DOCUMENT SECTION
▼▼▼
That’s the Double Penetration Harness and Dildo Set. It caught my eye because I was looking at Valentines Day sex toy sales at the time and reflecting on how “sex toys as romantic gifts” is a tricky thing to get right. It’s no fun if the buyer won’t enjoy it, but you don’t want to be that guy who springs a new and possibly-unwelcome fetish play request on his partner in the guise of buying the necessary gear “for her” with a heavy side of “so now we have to play with it”. The trick, of course, is to buy gear for a fantasy she’s already expressed an interest in.

So, this may not be your situation. But imagine that she’s said on several occasions some variation of: “Gosh, I’d love to be double-penetrated like those girls in the pornos, but I don’t want another man in my bed so I guess I’ll just have to dream about it…” I’d say the Double Penetration Harness and Dildo Set is your opportunity to go all “I am a MAN, I provide SOLUTIONS by using ENGINEERING!” Once again, MacGyver saves the day.
▲▲▲
SHORT EXERCISE A
Count how many lines in the listing below contain the string "tent", matching case exactly. Reply with the number only.

GIVEN INFORMATION
▼▼▼
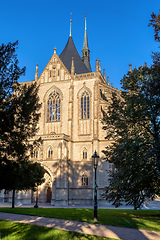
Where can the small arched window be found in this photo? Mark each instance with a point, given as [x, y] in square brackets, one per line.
[35, 154]
[84, 153]
[84, 180]
[53, 107]
[50, 152]
[85, 105]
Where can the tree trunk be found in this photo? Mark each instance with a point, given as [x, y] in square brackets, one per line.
[13, 197]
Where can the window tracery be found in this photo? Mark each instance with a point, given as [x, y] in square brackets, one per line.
[50, 152]
[53, 107]
[85, 110]
[35, 154]
[84, 153]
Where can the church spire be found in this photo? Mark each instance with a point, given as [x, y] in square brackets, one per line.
[85, 50]
[70, 25]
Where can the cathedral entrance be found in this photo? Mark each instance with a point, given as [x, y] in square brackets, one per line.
[49, 194]
[44, 191]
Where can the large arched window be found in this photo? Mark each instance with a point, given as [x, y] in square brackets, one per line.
[85, 105]
[50, 152]
[53, 107]
[84, 153]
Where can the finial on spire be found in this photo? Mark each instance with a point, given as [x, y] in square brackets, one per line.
[85, 49]
[99, 67]
[15, 78]
[96, 65]
[36, 74]
[104, 74]
[72, 66]
[70, 25]
[130, 67]
[85, 21]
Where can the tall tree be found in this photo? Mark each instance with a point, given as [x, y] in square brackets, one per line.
[19, 114]
[133, 119]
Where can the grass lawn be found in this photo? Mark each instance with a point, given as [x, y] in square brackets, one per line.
[21, 231]
[140, 219]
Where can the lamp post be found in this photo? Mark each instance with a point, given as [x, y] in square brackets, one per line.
[95, 158]
[36, 205]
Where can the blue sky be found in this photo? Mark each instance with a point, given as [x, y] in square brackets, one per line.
[118, 32]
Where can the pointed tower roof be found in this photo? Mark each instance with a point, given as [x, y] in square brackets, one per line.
[85, 50]
[85, 42]
[70, 52]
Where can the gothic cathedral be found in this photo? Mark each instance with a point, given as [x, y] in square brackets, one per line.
[74, 99]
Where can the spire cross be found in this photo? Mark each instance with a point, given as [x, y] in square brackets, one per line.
[85, 21]
[70, 25]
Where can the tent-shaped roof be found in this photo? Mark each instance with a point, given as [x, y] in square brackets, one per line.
[66, 57]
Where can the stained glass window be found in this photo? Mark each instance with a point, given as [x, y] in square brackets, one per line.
[50, 152]
[53, 107]
[85, 105]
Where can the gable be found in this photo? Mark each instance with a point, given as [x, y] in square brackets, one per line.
[54, 71]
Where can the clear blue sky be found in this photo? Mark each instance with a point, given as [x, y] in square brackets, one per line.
[118, 32]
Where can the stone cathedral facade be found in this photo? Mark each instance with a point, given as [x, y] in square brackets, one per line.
[74, 99]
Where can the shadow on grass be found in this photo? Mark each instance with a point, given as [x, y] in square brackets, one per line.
[12, 230]
[116, 218]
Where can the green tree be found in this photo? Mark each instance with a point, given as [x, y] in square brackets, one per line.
[19, 114]
[133, 119]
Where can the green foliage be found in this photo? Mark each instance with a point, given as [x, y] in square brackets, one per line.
[155, 23]
[133, 120]
[140, 219]
[19, 114]
[16, 231]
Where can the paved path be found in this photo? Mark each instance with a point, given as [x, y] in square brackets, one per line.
[83, 227]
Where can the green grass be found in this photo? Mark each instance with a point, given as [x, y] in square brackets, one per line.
[140, 219]
[21, 231]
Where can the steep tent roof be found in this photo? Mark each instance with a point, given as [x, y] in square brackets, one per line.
[66, 57]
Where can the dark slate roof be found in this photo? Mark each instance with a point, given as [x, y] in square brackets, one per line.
[66, 57]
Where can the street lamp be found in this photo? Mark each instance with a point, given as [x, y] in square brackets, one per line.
[95, 158]
[36, 205]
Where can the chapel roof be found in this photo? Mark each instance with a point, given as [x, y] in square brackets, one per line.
[70, 52]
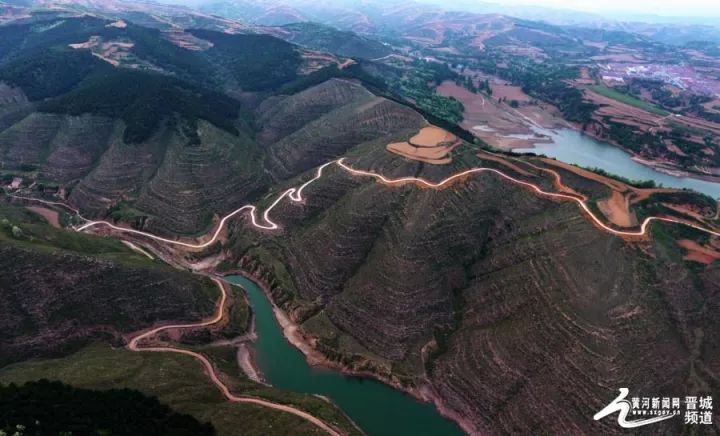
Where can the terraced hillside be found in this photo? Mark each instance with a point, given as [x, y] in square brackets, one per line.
[62, 289]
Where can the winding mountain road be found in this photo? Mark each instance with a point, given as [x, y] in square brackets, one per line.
[295, 195]
[135, 345]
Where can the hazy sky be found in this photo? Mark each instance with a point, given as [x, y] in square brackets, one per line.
[654, 7]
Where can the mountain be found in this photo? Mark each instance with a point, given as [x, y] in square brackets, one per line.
[515, 292]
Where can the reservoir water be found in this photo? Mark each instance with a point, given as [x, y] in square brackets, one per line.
[377, 408]
[573, 147]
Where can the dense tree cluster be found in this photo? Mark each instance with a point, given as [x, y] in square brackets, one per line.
[53, 408]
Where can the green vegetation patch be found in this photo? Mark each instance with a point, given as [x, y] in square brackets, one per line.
[256, 62]
[45, 407]
[627, 99]
[180, 382]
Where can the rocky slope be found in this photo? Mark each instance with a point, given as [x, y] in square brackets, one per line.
[518, 312]
[62, 290]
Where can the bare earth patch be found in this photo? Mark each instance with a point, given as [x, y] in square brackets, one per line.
[51, 216]
[617, 210]
[698, 253]
[431, 144]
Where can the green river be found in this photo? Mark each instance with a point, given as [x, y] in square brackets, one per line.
[377, 408]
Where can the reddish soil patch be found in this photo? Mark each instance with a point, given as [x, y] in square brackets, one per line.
[51, 216]
[617, 210]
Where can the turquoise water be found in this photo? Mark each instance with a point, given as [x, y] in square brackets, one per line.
[377, 408]
[575, 148]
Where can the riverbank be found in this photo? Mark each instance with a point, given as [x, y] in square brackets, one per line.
[661, 166]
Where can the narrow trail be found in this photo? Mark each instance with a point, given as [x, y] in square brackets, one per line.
[134, 345]
[295, 195]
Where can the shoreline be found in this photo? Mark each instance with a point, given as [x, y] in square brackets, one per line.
[663, 167]
[293, 333]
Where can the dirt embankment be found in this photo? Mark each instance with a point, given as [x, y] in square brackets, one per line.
[51, 216]
[431, 144]
[498, 123]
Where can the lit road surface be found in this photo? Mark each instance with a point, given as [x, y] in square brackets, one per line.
[134, 345]
[295, 195]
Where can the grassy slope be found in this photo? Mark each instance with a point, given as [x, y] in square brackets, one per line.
[627, 99]
[178, 381]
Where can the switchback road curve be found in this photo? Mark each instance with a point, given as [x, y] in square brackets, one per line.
[135, 345]
[295, 195]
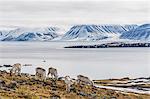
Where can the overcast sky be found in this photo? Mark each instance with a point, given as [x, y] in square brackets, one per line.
[70, 12]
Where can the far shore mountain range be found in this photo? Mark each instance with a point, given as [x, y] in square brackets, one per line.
[77, 33]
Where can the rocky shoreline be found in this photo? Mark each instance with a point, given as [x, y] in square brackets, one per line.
[26, 86]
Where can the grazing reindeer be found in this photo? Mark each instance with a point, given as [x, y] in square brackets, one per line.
[16, 69]
[84, 80]
[53, 72]
[68, 83]
[40, 73]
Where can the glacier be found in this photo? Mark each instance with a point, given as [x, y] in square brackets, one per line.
[77, 33]
[96, 32]
[29, 34]
[142, 32]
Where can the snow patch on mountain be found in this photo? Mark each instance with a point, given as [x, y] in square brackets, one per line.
[30, 34]
[96, 32]
[140, 33]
▲▲▲
SHORT EXERCISE B
Return the stretch of the passage on sex toys as gifts from "So, this may" through "saves the day.", copied word for word.

FULL OUTPUT A
2

FULL OUTPUT B
So, this may not be your situation. But imagine that she’s said on several occasions some variation of: “Gosh, I’d love to be double-penetrated like those girls in the pornos, but I don’t want another man in my bed so I guess I’ll just have to dream about it…” I’d say the Double Penetration Harness and Dildo Set is your opportunity to go all “I am a MAN, I provide SOLUTIONS by using ENGINEERING!” Once again, MacGyver saves the day.